** Start Dataset excerpts **

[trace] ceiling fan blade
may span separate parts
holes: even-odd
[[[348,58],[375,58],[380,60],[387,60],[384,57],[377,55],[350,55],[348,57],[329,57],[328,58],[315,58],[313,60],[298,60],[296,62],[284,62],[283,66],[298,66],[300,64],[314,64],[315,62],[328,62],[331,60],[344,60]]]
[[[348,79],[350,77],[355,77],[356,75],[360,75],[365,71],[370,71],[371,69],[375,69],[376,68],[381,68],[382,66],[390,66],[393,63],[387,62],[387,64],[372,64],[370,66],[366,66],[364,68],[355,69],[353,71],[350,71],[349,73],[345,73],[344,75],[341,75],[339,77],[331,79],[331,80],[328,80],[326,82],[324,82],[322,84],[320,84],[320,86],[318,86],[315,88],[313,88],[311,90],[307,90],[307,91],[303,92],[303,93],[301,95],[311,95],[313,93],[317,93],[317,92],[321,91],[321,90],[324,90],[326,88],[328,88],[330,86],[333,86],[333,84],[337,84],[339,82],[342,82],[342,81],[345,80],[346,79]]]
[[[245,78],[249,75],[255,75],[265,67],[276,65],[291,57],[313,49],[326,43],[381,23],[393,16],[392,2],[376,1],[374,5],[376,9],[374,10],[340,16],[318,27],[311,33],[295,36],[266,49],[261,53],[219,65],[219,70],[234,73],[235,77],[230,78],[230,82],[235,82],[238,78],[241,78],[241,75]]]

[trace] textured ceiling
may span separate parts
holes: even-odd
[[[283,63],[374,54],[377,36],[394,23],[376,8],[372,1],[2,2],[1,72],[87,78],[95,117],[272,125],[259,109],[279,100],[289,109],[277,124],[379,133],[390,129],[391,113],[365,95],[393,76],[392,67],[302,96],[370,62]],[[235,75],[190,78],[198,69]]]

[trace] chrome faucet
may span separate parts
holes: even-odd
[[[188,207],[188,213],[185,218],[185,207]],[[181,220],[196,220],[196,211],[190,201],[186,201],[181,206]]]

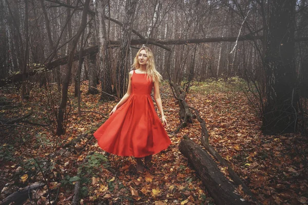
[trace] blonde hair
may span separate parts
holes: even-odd
[[[146,52],[147,55],[147,61],[146,62],[146,73],[147,75],[147,79],[151,80],[153,83],[158,80],[160,81],[162,79],[162,77],[160,74],[156,70],[155,68],[155,63],[154,62],[154,55],[152,51],[148,47],[143,46],[141,47],[137,53],[136,56],[133,59],[133,64],[132,64],[132,68],[133,70],[139,69],[140,68],[140,64],[138,61],[138,56],[140,51],[144,50]]]

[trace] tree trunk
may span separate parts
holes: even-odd
[[[134,19],[137,0],[127,0],[125,5],[126,15],[122,27],[122,38],[120,43],[120,54],[117,64],[117,93],[119,98],[126,92],[126,80],[127,75],[128,54],[131,39],[131,31]]]
[[[97,2],[97,8],[96,10],[97,17],[98,18],[97,24],[98,24],[99,32],[99,55],[100,56],[100,67],[102,71],[101,84],[102,84],[102,95],[101,99],[105,99],[108,98],[109,95],[106,94],[111,94],[112,88],[111,87],[111,79],[110,78],[110,60],[107,58],[107,48],[106,40],[107,35],[106,26],[105,24],[105,12],[104,8],[107,3],[106,0],[99,0]]]
[[[179,148],[197,170],[216,204],[249,204],[236,193],[241,189],[230,183],[221,172],[216,162],[201,146],[189,138],[184,138],[181,141]]]
[[[26,35],[25,39],[25,55],[23,58],[24,62],[23,63],[22,73],[23,73],[23,84],[22,86],[22,98],[25,99],[26,96],[26,72],[27,72],[27,64],[28,63],[28,57],[29,55],[29,35],[28,35],[28,1],[25,1],[25,35]],[[28,97],[27,97],[28,98]]]
[[[295,89],[294,16],[295,0],[272,2],[264,61],[266,102],[264,133],[294,132],[297,129],[297,93]]]
[[[70,49],[70,53],[68,57],[67,67],[66,70],[66,73],[65,73],[65,76],[64,81],[63,82],[63,89],[62,92],[62,98],[61,99],[61,103],[59,107],[59,112],[58,114],[58,119],[57,119],[57,126],[56,133],[58,135],[61,135],[63,134],[65,131],[64,126],[63,126],[63,120],[64,115],[66,110],[66,104],[67,102],[67,93],[68,91],[68,86],[69,84],[69,80],[70,78],[71,71],[72,69],[72,65],[73,64],[73,57],[76,50],[76,47],[79,38],[82,34],[82,33],[84,31],[87,25],[87,14],[89,8],[89,3],[90,0],[86,0],[84,5],[84,9],[82,13],[82,17],[81,20],[81,24],[79,29],[77,32],[75,37],[72,41],[72,47],[71,49]]]

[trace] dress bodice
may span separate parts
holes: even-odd
[[[134,95],[150,95],[153,82],[147,79],[147,74],[137,73],[134,70],[131,76],[132,93]]]

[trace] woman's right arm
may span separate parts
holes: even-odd
[[[129,97],[129,96],[131,93],[131,78],[133,72],[133,71],[131,71],[130,72],[129,72],[129,75],[128,77],[128,87],[127,88],[127,92],[126,92],[126,93],[125,93],[123,97],[122,98],[121,100],[120,100],[120,101],[118,102],[118,104],[117,104],[117,105],[113,108],[113,109],[109,114],[109,116],[111,116],[119,108],[120,108],[122,105],[125,103],[125,102],[127,101],[127,99],[128,99],[128,98]]]

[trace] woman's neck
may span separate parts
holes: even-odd
[[[140,68],[139,68],[139,70],[142,71],[145,71],[146,70],[146,65],[140,65]]]

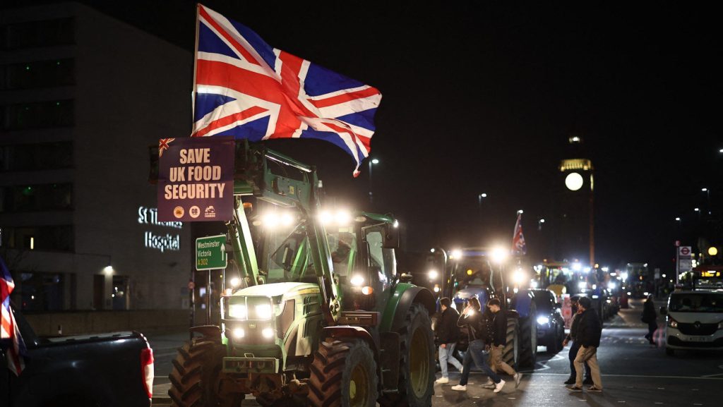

** End Dataset excerpts **

§ Goal: Write out every line of the data above word for word, leaving the pictures out.

§ Result below:
[trace] ceiling fan blade
may span separate parts
holes: even-odd
[[[348,58],[375,58],[380,60],[387,60],[384,57],[377,55],[350,55],[348,57],[329,57],[328,58],[315,58],[313,60],[298,60],[296,62],[284,62],[283,66],[298,66],[300,64],[314,64],[315,62],[328,62],[331,60],[344,60]]]
[[[348,79],[350,77],[355,77],[356,75],[360,75],[365,71],[370,71],[371,69],[375,69],[376,68],[381,68],[382,66],[390,66],[393,63],[387,62],[387,64],[372,64],[370,66],[366,66],[364,68],[355,69],[353,71],[350,71],[349,73],[345,73],[344,75],[341,75],[339,77],[331,79],[331,80],[328,80],[326,82],[324,82],[322,84],[320,84],[320,86],[318,86],[315,88],[313,88],[311,90],[307,90],[307,91],[303,92],[303,93],[301,95],[311,95],[313,93],[317,93],[317,92],[321,91],[321,90],[324,90],[326,88],[328,88],[330,86],[333,86],[333,84],[337,84],[339,82],[342,82],[342,81],[345,80],[346,79]]]
[[[245,78],[249,75],[255,75],[265,67],[276,65],[291,57],[313,49],[326,43],[381,23],[393,16],[392,2],[376,1],[374,5],[376,9],[374,10],[340,16],[318,27],[311,33],[295,36],[266,49],[261,53],[219,65],[219,70],[234,73],[235,77],[230,78],[230,82],[235,82],[238,78],[241,78],[241,75]]]

[trace] textured ceiling
may span separate parts
holes: even-odd
[[[283,63],[374,54],[377,36],[394,23],[376,8],[372,1],[2,2],[1,72],[87,78],[95,117],[272,125],[259,109],[279,100],[289,109],[277,124],[379,133],[390,129],[391,113],[365,95],[393,76],[392,67],[302,96],[370,62]],[[235,75],[190,78],[198,69]]]

[trace] chrome faucet
may span separate parts
holes: even-odd
[[[188,207],[188,213],[185,218],[185,207]],[[181,220],[196,220],[196,211],[190,201],[186,201],[181,206]]]

[trace] blonde hair
may span separate parts
holes: even-odd
[[[146,52],[147,55],[147,61],[146,62],[146,73],[147,75],[147,79],[151,80],[153,83],[158,80],[160,81],[162,79],[162,77],[160,74],[156,70],[155,68],[155,63],[154,62],[154,55],[152,51],[148,47],[143,46],[141,47],[137,53],[136,56],[133,59],[133,64],[132,64],[132,68],[133,70],[139,69],[140,68],[140,64],[138,61],[138,56],[140,51],[144,50]]]

[trace] tree trunk
may span separate parts
holes: even-odd
[[[134,19],[137,0],[127,0],[125,5],[126,15],[122,27],[122,38],[120,43],[120,54],[117,64],[117,93],[119,98],[126,92],[126,80],[127,75],[128,54],[131,39],[131,31]]]
[[[97,2],[97,8],[96,10],[97,17],[98,18],[97,24],[98,24],[99,32],[99,55],[100,56],[100,67],[102,71],[101,84],[102,84],[102,95],[101,99],[105,99],[108,98],[109,95],[106,94],[111,94],[112,88],[111,87],[111,79],[110,78],[110,60],[107,58],[107,48],[106,40],[107,35],[106,26],[105,24],[105,12],[104,8],[107,3],[106,0],[99,0]]]
[[[179,148],[197,170],[216,204],[249,204],[236,193],[241,189],[230,183],[221,172],[216,162],[201,146],[189,138],[184,138],[181,141]]]
[[[26,35],[25,39],[25,55],[23,58],[24,62],[23,63],[22,73],[23,73],[23,84],[22,86],[22,98],[25,99],[26,96],[26,72],[27,72],[27,64],[28,63],[28,57],[29,55],[29,35],[28,35],[28,1],[25,1],[25,35]],[[28,97],[27,97],[28,98]]]
[[[295,89],[294,16],[295,0],[272,2],[264,61],[266,102],[264,133],[294,132],[297,129],[297,93]]]
[[[70,49],[70,53],[68,57],[67,67],[66,70],[66,73],[65,73],[65,76],[64,81],[63,82],[63,89],[62,92],[62,98],[61,99],[61,103],[59,107],[59,112],[58,114],[58,119],[57,119],[57,126],[56,133],[58,135],[61,135],[63,134],[65,131],[64,126],[63,126],[63,120],[64,115],[66,110],[66,104],[67,102],[67,93],[68,91],[68,86],[69,84],[69,80],[70,78],[71,71],[72,69],[72,65],[73,64],[73,57],[76,50],[76,47],[79,38],[82,34],[82,33],[84,31],[87,25],[87,14],[89,8],[89,3],[90,0],[86,0],[84,5],[84,9],[82,13],[82,17],[81,20],[81,24],[79,29],[77,32],[75,37],[72,41],[72,47],[71,49]]]

[trace] dress bodice
may span separate parts
holes: even-odd
[[[134,95],[150,95],[153,82],[147,79],[147,74],[137,73],[134,70],[131,76],[132,93]]]

[trace] woman's right arm
may span separate parts
holes: even-odd
[[[129,97],[129,96],[131,93],[131,78],[133,72],[133,71],[131,71],[130,72],[129,72],[129,75],[128,77],[128,87],[127,88],[127,92],[126,92],[126,93],[125,93],[123,97],[122,98],[121,100],[120,100],[120,101],[118,102],[118,104],[117,104],[117,105],[113,108],[113,109],[109,114],[109,116],[111,116],[119,108],[120,108],[122,105],[125,103],[125,102],[127,101],[127,99],[128,99],[128,98]]]

[trace] woman's neck
may span separate parts
holes: even-odd
[[[140,68],[139,68],[139,70],[142,71],[145,71],[146,70],[146,65],[140,65]]]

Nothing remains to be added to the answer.